- Exercise instructions: Would you return each entry exactly as written, omitting any pictures?

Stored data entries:
▬▬▬

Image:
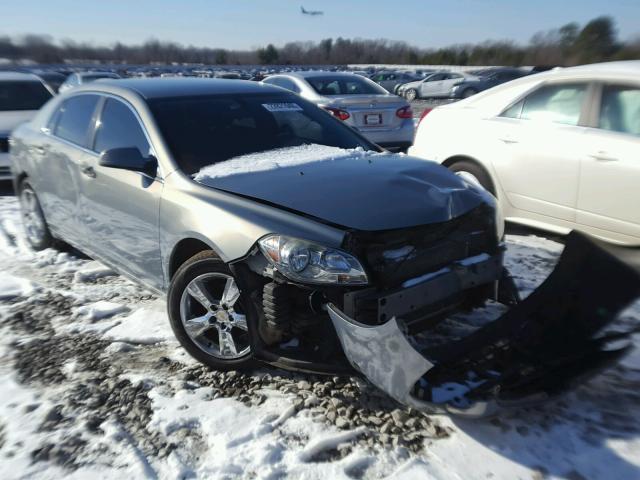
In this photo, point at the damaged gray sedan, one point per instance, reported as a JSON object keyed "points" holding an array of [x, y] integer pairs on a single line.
{"points": [[280, 235]]}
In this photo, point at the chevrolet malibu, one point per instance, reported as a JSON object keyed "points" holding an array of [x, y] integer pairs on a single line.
{"points": [[277, 233]]}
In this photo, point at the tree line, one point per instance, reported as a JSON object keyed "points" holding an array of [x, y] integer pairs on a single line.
{"points": [[568, 45]]}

▬▬▬

- Result of the exercise:
Image:
In this photo, point at the damaged gray sedan, one point per instance, reported as a JSON object keyed "points" holding an array of [x, y] integer pairs on a single line.
{"points": [[280, 235]]}
In this photo, point at the chevrolet malibu, one point per instance, reported as a JSON object keyed "points" holding an array of [x, y] integer pairs on a single line.
{"points": [[277, 233]]}
In this photo, point at the tree line, one point per instance, reported as a JSON object keyed "points" holding an array of [x, y] integer pairs on a single line.
{"points": [[568, 45]]}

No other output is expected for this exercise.